### Instrução 1
Traduza para o inglês esta frase do texto sobre Toni Negri: "Toni Negri nunca deixou de sonhar e esperar, até seu último suspiro, uma renovação do comunismo."
### Instrução 2
Cite do texto sobre Toni Negri o trecho que se abre com as palavras "Politizado no seio" e se fecha com "das lutas locais.".
### Instrução 3
No texto sobre Toni Negri, a partir de que ano ele se juntou ao operaísmo da revista Quaderni Rossi?

### Texto base
##########

Toni Negri nunca deixou de sonhar e esperar, até seu último suspiro, uma renovação do comunismo.

As linhas que seguem são um resumo de sua biografia, com base em duas obras autobiográficas publicadas na Itália: Storia di un comunista, sob os cuidados de Girolamo de Michele (Milão, Ponte alle Grazie, 2015) e Da Genova a domani. Storia di un comunista, sob os cuidados de Girolamo de Michele, (Milão, Ponte alle Grazie, 2020).

Nestas obras, ele relata, com grande sagacidade e requinte, e não sem uma distância crítica, sua juventude, seus primeiros trabalhos e suas lutas no movimento autonomista, seus anos de prisão e suas batalhas intelectuais e políticas.

Politizado no seio da Juventude Católica Italiana nos anos 1950, Toni Negri se tornaria comunista antes de descobrir Marx. Passando muito rapidamente “da laicidade radical ao ateísmo virtuoso”, aderiu – sem grandes ilusões – ao Partido Socialista Italiano (PSI), paralisado pela divisão entre a tentação social-democrata e a submissão ao stalinismo. Mas, a partir de 1961, juntou-se ao “operaísmo” da revista Quaderni Rossi (Raniero Panzieri, Mario Tronti), que propunha um retorno às fábricas para construir uma política operária anticapitalista a partir das lutas locais.

O jovem Toni Negri interessou-se muito por Kant, Hegel, Dilthey, Max Weber, Karl Mannheim – temas de seus primeiros trabalhos filosóficos – mas permaneceu indiferente a Marx, ainda identificado com o Diamat stalinista. Só durante os anos 1960 descobriria, graças a Lukács e aos seus amigos “operaístas”, o Marx da luta de classes.

##########

### Linhas fornecidas
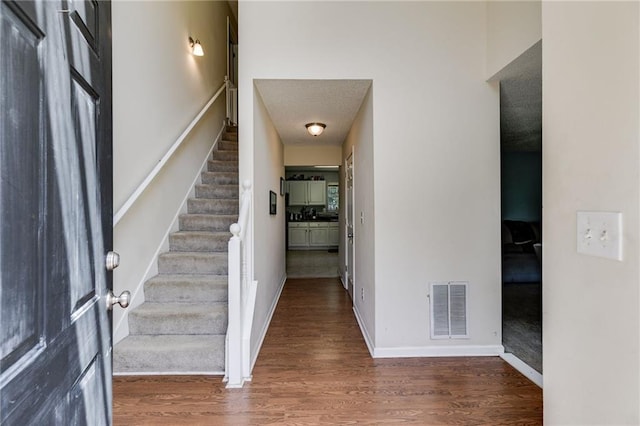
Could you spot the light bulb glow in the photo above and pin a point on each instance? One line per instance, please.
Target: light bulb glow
(197, 49)
(315, 129)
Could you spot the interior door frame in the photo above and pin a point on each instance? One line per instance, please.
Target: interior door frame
(350, 246)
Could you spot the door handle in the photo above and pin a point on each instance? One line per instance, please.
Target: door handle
(112, 261)
(122, 300)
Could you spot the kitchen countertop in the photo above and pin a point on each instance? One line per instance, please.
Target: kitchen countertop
(319, 219)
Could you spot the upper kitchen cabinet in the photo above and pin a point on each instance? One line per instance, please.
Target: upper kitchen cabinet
(307, 193)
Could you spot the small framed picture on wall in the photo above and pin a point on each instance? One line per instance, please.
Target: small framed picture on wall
(273, 198)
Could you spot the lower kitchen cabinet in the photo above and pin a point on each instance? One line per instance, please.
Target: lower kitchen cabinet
(318, 234)
(334, 234)
(309, 235)
(298, 235)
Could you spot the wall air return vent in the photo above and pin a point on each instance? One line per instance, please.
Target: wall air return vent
(448, 306)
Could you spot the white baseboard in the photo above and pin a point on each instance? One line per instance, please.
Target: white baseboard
(365, 334)
(523, 368)
(121, 329)
(263, 332)
(438, 351)
(171, 373)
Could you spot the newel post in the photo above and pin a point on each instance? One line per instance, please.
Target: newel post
(234, 328)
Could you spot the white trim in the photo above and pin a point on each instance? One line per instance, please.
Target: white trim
(170, 373)
(438, 351)
(121, 329)
(154, 172)
(523, 368)
(263, 332)
(363, 330)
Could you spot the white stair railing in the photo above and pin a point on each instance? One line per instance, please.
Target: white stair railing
(242, 296)
(232, 102)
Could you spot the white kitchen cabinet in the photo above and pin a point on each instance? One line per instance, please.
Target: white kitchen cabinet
(317, 193)
(298, 235)
(307, 193)
(310, 235)
(318, 234)
(334, 234)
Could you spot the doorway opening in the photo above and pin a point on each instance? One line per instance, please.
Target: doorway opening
(312, 202)
(521, 209)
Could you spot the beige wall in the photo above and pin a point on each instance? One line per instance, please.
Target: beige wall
(512, 28)
(158, 88)
(435, 158)
(591, 147)
(269, 230)
(312, 155)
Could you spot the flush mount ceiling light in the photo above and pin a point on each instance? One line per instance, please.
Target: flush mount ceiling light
(196, 47)
(315, 129)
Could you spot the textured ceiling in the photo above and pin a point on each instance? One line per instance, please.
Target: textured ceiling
(294, 103)
(521, 102)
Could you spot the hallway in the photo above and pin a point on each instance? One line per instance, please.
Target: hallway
(314, 368)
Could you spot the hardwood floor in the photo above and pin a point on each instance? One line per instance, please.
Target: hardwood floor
(314, 368)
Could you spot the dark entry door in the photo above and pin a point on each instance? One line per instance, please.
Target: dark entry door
(55, 212)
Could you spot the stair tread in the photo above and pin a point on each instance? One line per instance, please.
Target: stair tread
(207, 215)
(213, 234)
(226, 200)
(181, 308)
(170, 354)
(201, 254)
(200, 278)
(218, 185)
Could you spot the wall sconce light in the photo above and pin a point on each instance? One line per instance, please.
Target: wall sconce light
(196, 47)
(315, 129)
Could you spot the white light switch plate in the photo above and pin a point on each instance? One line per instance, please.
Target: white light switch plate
(600, 234)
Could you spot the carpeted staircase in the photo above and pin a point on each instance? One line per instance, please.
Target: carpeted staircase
(181, 326)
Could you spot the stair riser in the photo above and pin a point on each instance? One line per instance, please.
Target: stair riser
(184, 293)
(217, 191)
(205, 223)
(222, 166)
(213, 178)
(228, 145)
(207, 206)
(145, 323)
(230, 136)
(178, 263)
(217, 243)
(225, 155)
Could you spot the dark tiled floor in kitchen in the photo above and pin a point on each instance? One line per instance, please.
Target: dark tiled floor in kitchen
(312, 264)
(522, 322)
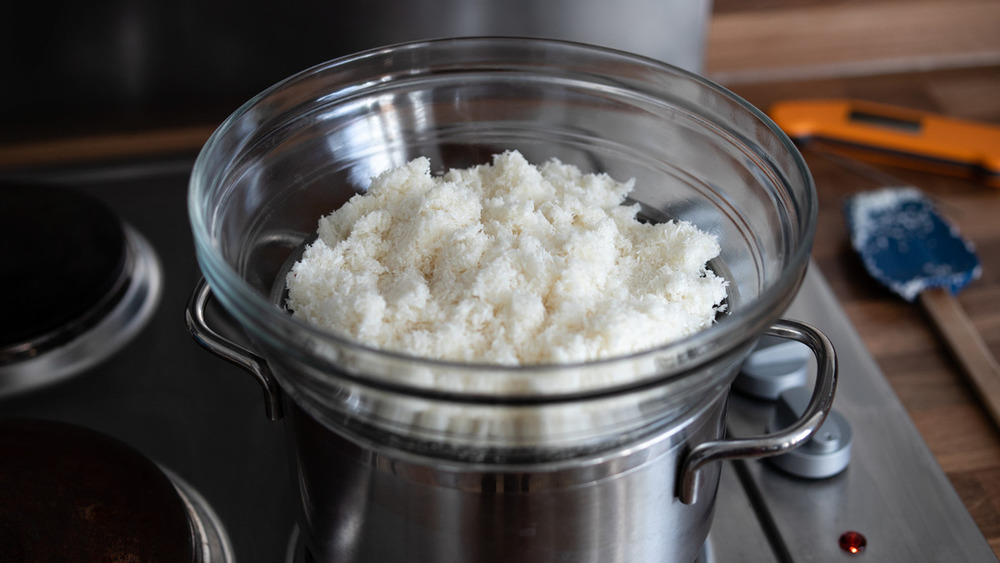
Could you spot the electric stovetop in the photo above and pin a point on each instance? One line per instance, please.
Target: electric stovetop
(202, 421)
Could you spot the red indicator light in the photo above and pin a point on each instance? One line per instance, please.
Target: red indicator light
(853, 542)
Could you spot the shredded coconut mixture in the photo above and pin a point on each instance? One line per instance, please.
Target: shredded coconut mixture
(505, 263)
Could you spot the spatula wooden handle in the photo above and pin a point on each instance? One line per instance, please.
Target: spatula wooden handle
(966, 345)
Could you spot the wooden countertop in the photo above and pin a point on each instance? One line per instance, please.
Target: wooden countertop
(942, 404)
(927, 380)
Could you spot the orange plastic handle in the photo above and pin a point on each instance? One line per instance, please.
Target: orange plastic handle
(898, 135)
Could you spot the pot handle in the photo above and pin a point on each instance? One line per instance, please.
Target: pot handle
(784, 440)
(229, 350)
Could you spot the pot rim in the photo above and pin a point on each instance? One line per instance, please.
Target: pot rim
(254, 310)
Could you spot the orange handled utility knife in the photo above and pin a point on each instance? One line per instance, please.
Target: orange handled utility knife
(895, 135)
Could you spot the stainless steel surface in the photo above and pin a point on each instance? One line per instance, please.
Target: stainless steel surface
(201, 417)
(371, 503)
(778, 441)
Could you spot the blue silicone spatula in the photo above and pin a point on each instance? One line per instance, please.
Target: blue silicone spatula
(907, 246)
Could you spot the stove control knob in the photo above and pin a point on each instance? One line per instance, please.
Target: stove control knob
(775, 366)
(826, 454)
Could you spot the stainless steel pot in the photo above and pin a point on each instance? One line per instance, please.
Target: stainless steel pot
(401, 458)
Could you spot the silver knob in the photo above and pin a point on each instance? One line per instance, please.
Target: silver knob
(826, 454)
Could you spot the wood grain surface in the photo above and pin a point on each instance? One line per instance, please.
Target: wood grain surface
(941, 402)
(928, 380)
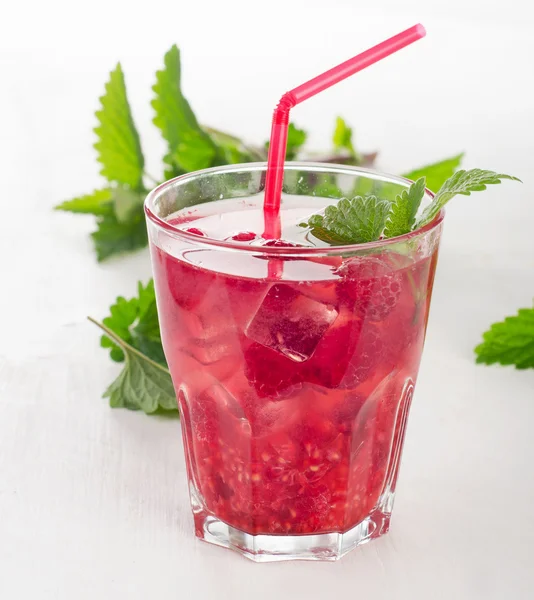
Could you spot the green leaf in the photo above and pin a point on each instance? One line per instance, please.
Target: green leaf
(462, 182)
(189, 146)
(510, 342)
(97, 203)
(401, 217)
(342, 137)
(136, 322)
(295, 140)
(436, 173)
(118, 145)
(142, 384)
(355, 221)
(113, 237)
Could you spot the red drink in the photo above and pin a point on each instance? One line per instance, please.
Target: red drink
(294, 388)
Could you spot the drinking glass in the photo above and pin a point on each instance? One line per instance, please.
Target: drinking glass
(294, 367)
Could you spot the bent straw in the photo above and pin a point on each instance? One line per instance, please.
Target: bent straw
(277, 147)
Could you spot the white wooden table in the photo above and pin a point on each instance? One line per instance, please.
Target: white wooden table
(93, 501)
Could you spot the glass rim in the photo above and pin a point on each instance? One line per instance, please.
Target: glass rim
(273, 250)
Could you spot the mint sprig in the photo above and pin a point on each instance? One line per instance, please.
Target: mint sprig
(401, 215)
(136, 322)
(462, 182)
(143, 384)
(355, 221)
(509, 342)
(189, 146)
(368, 218)
(118, 145)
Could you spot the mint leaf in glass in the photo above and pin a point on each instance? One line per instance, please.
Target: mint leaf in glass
(510, 342)
(462, 182)
(355, 221)
(401, 216)
(118, 145)
(369, 218)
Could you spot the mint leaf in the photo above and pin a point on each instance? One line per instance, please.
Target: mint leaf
(142, 384)
(97, 203)
(436, 173)
(113, 237)
(189, 146)
(510, 342)
(295, 140)
(462, 182)
(353, 221)
(401, 216)
(118, 145)
(342, 138)
(136, 322)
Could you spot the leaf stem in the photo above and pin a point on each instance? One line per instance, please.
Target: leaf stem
(125, 346)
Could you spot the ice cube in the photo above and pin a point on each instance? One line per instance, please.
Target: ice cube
(290, 323)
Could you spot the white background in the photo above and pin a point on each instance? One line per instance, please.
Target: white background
(93, 502)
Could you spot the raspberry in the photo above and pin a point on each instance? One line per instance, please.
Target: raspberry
(270, 373)
(371, 284)
(367, 355)
(244, 236)
(195, 231)
(280, 244)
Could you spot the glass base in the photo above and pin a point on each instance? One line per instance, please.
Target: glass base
(271, 548)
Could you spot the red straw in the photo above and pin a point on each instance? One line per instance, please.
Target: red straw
(277, 148)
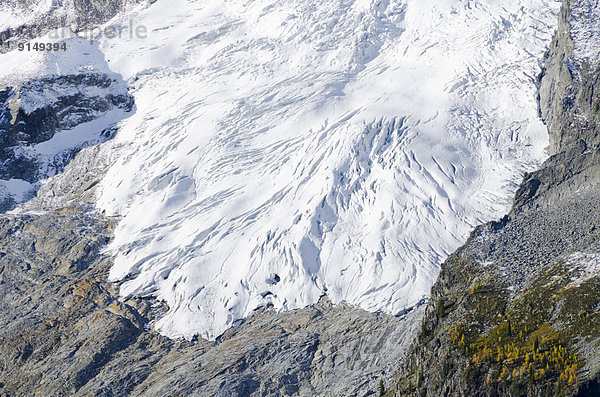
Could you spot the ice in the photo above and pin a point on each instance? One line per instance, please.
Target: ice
(286, 149)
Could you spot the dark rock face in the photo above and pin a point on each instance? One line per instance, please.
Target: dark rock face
(65, 332)
(570, 91)
(515, 311)
(35, 111)
(77, 14)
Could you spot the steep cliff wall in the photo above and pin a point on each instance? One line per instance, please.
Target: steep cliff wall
(515, 311)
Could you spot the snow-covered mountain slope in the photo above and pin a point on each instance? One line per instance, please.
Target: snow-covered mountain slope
(286, 149)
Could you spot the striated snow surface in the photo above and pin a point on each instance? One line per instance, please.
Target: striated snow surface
(285, 149)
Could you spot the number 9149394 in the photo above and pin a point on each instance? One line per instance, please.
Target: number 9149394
(42, 46)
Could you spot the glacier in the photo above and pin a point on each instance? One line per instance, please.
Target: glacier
(282, 150)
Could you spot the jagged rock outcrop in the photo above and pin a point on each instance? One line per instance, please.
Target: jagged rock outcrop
(33, 112)
(65, 331)
(515, 310)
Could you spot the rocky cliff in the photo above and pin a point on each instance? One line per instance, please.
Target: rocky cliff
(65, 331)
(515, 311)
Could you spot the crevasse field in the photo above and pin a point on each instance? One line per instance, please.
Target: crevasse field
(283, 150)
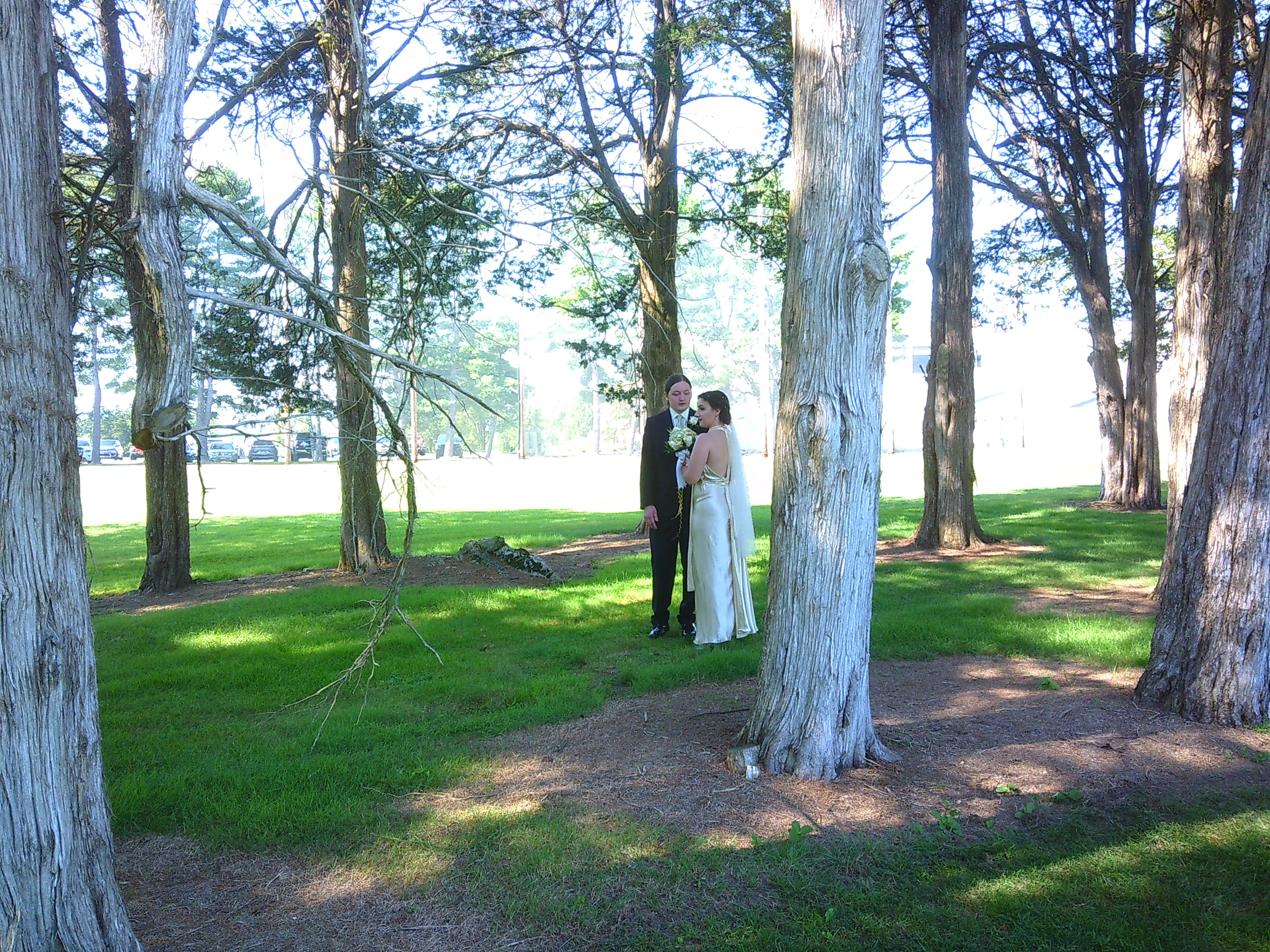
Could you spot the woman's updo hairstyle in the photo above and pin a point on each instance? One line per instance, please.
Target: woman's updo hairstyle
(718, 400)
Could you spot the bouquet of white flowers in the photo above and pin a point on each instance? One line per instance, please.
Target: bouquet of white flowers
(680, 442)
(681, 439)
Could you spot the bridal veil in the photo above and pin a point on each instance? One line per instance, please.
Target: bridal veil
(738, 495)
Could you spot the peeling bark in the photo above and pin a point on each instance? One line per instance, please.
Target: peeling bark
(1211, 650)
(812, 716)
(58, 889)
(153, 277)
(949, 520)
(657, 231)
(364, 536)
(1138, 201)
(1207, 37)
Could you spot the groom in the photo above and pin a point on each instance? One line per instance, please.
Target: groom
(666, 521)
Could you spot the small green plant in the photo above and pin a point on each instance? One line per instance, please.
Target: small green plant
(948, 818)
(798, 832)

##########

### Resposta esperada 1
Toni Negri never stopped dreaming of and hoping for, until his last breath, a renewal of communism.

### Resposta esperada 2
Politizado no seio da Juventude Católica Italiana nos anos 1950, Toni Negri se tornaria comunista antes de descobrir Marx. Passando muito rapidamente “da laicidade radical ao ateísmo virtuoso”, aderiu – sem grandes ilusões – ao Partido Socialista Italiano (PSI), paralisado pela divisão entre a tentação social-democrata e a submissão ao stalinismo. Mas, a partir de 1961, juntou-se ao “operaísmo” da revista Quaderni Rossi (Raniero Panzieri, Mario Tronti), que propunha um retorno às fábricas para construir uma política operária anticapitalista a partir das lutas locais.

### Resposta esperada 3
A partir de 1961.